WHAT THIS EXERCISE ASKS
a – Please write out the passage of the I/O boundary text that begins with the words "facade.clear_pool()" and ends after "identify bottlenecks.", character for character.
b – List every array size given in the conversion overhead table of the I/O boundary text, with its element count.

START READING PASSAGE

Release all pooled connections before application shutdown or when switching
to a different dataset directory::

    facade.clear_pool()


I/O Boundary Optimization
--------------------------

Array conversion at I/O boundaries (``ensure_numpy()``) is the most frequent
performance-sensitive operation. The I/O adapters provide monitoring to
identify bottlenecks.

**Enable monitoring**::

    from xpcsviewer.backends import get_backend, create_adapters

    backend = get_backend()
    pyqt_adapter, hdf5_adapter, mpl_adapter = create_adapters(
        backend,
        enable_monitoring=True,
    )

    # ... use adapters in analysis workflow ...

    # Check statistics
    stats = pyqt_adapter.get_stats()
    print(f"Conversions: {stats['conversion_count']}")
    print(f"Avg time: {stats['average_conversion_time_ms']:.3f} ms")

**Typical conversion overhead**:

.. list-table::
   :header-rows: 1
   :widths: 40 30 30

   * - Array Size
     - CPU (NumPy -> NumPy)
     - GPU (JAX -> NumPy)
   * - 100x100 (10K elements)
     - < 0.01 ms
     - ~0.1 ms
   * - 1024x1024 (1M elements)
     - < 0.01 ms
     - ~0.5 ms
   * - 4096x4096 (16M elements)
     - < 0.01 ms
     - ~5 ms

When the backend is NumPy, ``ensure_numpy()`` is essentially free (returns the
input array if it is already a writable NumPy array). When the backend is JAX,
data must be copied from the device (GPU or CPU-backed JAX arrays) to a
standard NumPy array.

END READING PASSAGE
START DATASET

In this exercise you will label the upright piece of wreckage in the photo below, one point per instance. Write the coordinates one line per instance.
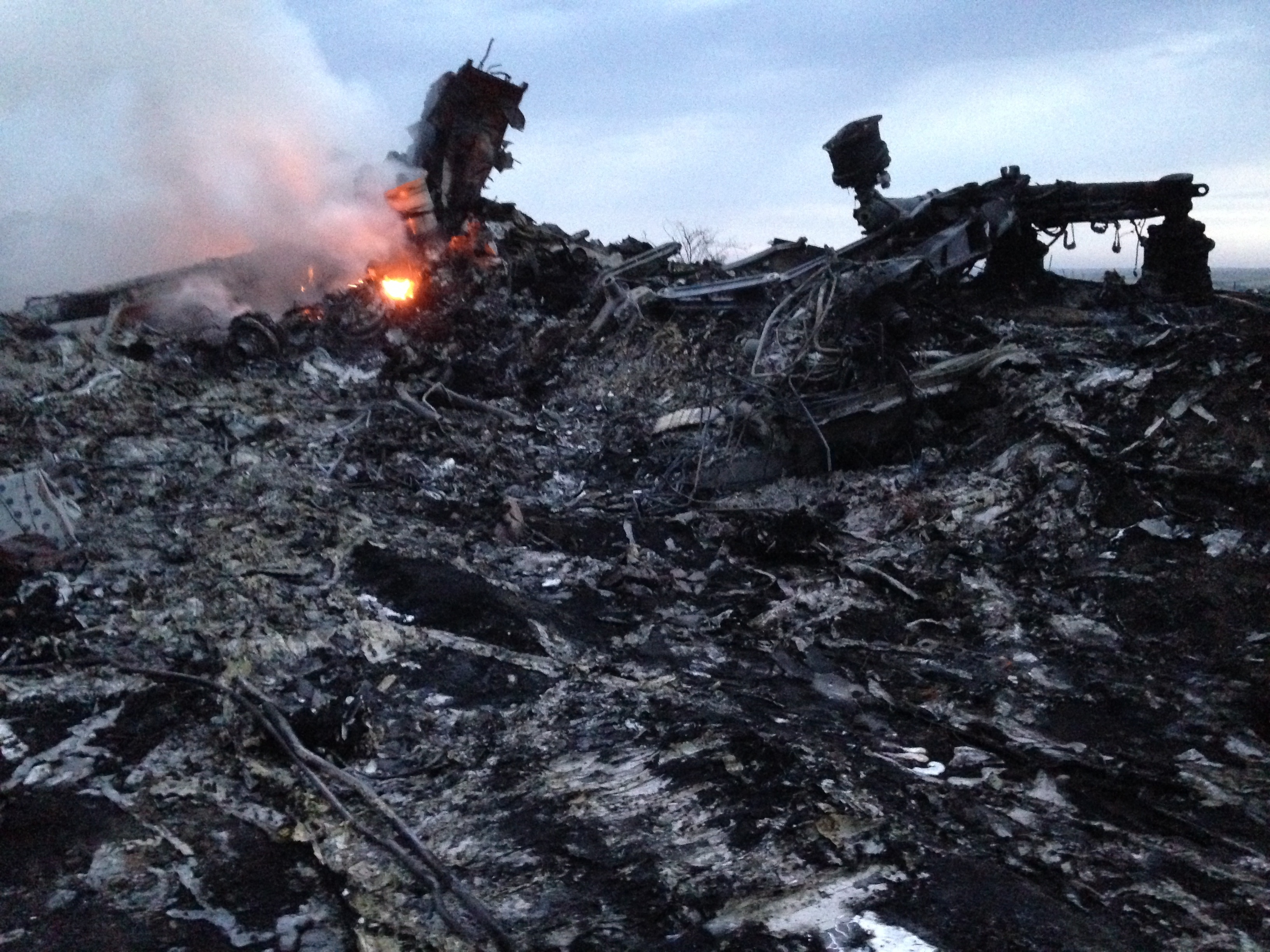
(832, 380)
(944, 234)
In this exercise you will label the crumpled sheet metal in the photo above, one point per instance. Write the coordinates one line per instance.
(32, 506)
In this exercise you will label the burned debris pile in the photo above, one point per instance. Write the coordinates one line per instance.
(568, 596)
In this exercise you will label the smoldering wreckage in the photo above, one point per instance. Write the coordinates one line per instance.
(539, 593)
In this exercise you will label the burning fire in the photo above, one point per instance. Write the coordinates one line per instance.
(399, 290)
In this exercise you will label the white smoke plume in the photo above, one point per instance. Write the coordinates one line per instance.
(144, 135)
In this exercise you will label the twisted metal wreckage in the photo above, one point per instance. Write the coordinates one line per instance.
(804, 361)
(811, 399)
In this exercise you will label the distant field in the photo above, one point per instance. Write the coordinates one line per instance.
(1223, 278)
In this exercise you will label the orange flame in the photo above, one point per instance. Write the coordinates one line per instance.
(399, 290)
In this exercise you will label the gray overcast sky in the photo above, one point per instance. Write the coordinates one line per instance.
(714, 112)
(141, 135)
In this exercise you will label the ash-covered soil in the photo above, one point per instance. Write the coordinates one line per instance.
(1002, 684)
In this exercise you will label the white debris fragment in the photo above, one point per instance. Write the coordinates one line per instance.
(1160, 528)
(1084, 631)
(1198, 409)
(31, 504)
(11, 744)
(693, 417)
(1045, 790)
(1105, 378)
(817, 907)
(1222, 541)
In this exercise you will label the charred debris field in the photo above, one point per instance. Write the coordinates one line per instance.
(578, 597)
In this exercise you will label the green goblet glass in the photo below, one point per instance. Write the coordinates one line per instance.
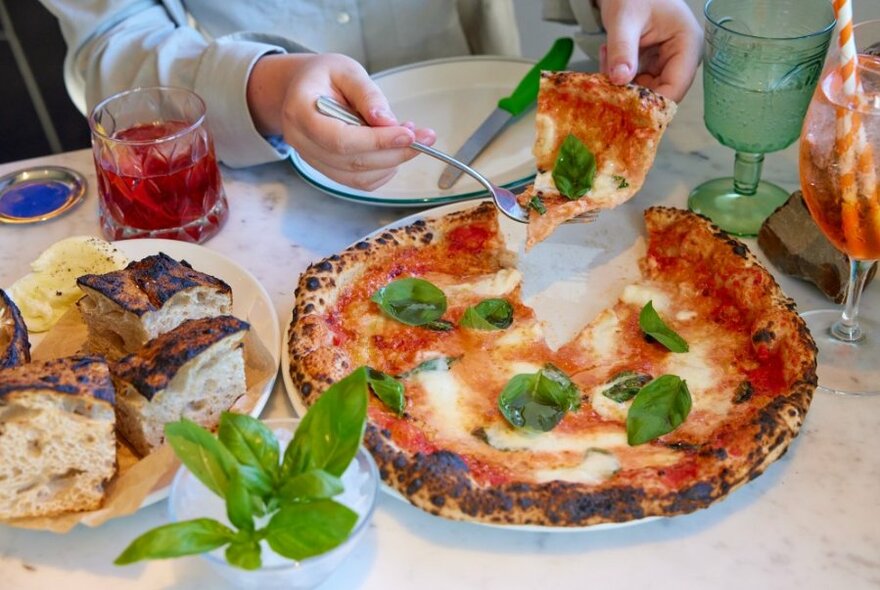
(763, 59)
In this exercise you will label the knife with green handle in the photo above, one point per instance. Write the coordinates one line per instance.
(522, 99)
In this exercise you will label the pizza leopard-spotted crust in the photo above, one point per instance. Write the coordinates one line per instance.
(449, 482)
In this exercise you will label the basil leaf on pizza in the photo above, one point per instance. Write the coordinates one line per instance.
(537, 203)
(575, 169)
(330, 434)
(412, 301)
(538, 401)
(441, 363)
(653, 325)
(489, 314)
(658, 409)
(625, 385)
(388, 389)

END DATASET

EXPECTED OUTPUTS
a –
facade.clear_pool()


I/O Boundary Optimization
--------------------------

Array conversion at I/O boundaries (``ensure_numpy()``) is the most frequent
performance-sensitive operation. The I/O adapters provide monitoring to
identify bottlenecks.

b – 100x100 (10K elements), 1024x1024 (1M elements), 4096x4096 (16M elements)